(To be done)
**A)** Answer these questions using the meeting notes, one answer per line, marked (i), (ii), (iii):
(i) Who is the new co-chair?
(ii) On what date does the last call for LFA applicability end?
(iii) How many new requirements will the co-authors add to the composite link requirements draft?
**B)** In the meeting notes, rewrite the paragraph beginning "requirements completed WG last call" as a short bulleted list that keeps its main facts.
**C)** List every topic proposed under "Agenda bashing" in the meeting notes.

(Passage to read)
⁂

Rtg Area Working Group - IETF 81

Alia - full agenda today.  

Alvaro is new co-chair.

Alia reads the note well

Agenda bashing:

1) composite links
2) fast reroute with max red trees
3) OTV
4) if time MPLS FRR using LDP extend.

Alia trying to get more scribes.

Blue sheets etc.

charter update being planned.  only discussed monday so new to the group.  Goal is primarily 2 things:
1) emphasise this is WG for hop by hop routing/FRR for unicast & multicast
2) add milestones for composite links.
please discuss on list

draft status:

1) LFA applicability in last call - ending Aug 1st.  No comments yet on list.  Please read.

2) draft-karan caused much interest last time.  charter update brings
in scope but need co-ordination with PIM WG.

3) notvia will be done as informational

4) ordered FIB looking for opinions.  interest in further work now?
Or just document what's known until we get interest in proceeding
further?


Composite Link Framework (Ning - had been planned to be Curtis).

want to update on this draft, and what's changed.  Been published on
WG list.  Also updates as to new things we need to take to
requirements draft.

requirements completed WG last call.  Framework been in progress for a
while and still an individual draft.  What it adopted as WG draft.
Been stable but there's a considerable new addition so co-authors are
thinking that part of the new addition (management plane requirements)
needs putting in the requirements.  So will go ahead and add 4 new
requirements onto the requirements draft and ask for a respin there.
Hopefully quite a small change.

update for framework itself.  Covers overview of usage of CL but also
CL control plane.  now listed out extensions needed (e.g. IGP-TE,
RSVP-TE).  One note of caution - don't be scared by long list as
tweaks are fairly minor.  Hopefully framework will catch everything so
the scope of work is clear.

Added various stuff to framework.  Curtis got delayed.  done more like
an individual draft but intention was to merge into this one.
Additions are things like arch summary, tradeoffs, challenges.
Co-authors will merge the 2 docs after this meeting, and then ask for
WG adoption.

Some of the wording might need clarification so will do that when the
merge gets done.

Some new mechanisms proposed.  To meet requirements draft we need to
leverage other active IETF work (e.g. MPLS loss-delay).  Some of that
work is not even WG draft stage yet.  So there's various states
there. But the solution here will rely on that other work so we want
to point to it.

Also the section on required protocol extensions/mechanisms is not
complete.  Need to resync that when the merge happens and check no
gaps.  no intention to specify those solutions in this draft.  But if
people have input on what may be needed then please provide it.

in terms of moving forward the co-authors will merge, publish on list,
ask WG to adopt.  Will cite existing work and need agreement that
meets requirements.  Need to complete list of new protocol work.

when we started composite link (years ago) use cases were well defined
and narrow.  But now the scope is broader.  So might be useful to
revise some of the old use cases from earlier revisions and then
expand them so operators can understand the broader scope of the
composite link work.


Fast Reroute with Maximally Redundant Trees (Alia).

⁂

(Data section)
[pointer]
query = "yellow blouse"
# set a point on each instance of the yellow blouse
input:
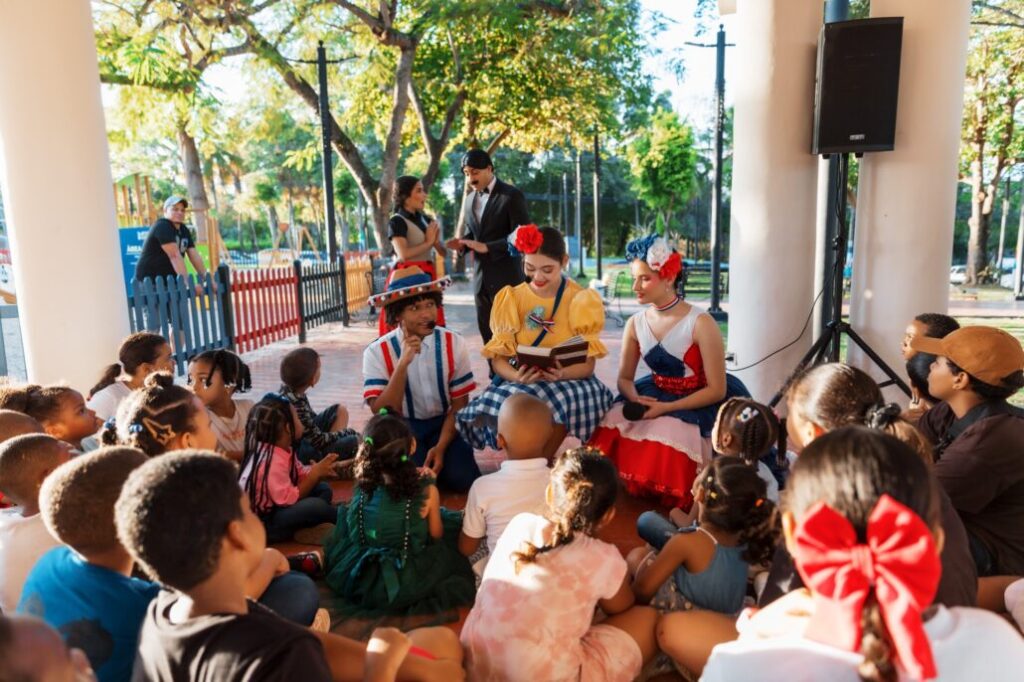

⁂

(Expected results)
**A)**
(i) Alvaro
(ii) Aug 1st
(iii) 4

**B)**
- The requirements draft has completed WG last call.
- The framework has been in progress for a while and is still an individual draft.
- The framework has been stable, but there is a considerable new addition.
- The co-authors think part of that addition, the management plane requirements, belongs in the requirements draft.
- They will add 4 new requirements to the requirements draft and ask for a respin, which they hope is a small change.

**C)**
1) composite links
2) fast reroute with max red trees
3) OTV
4) MPLS FRR using LDP extend (if time)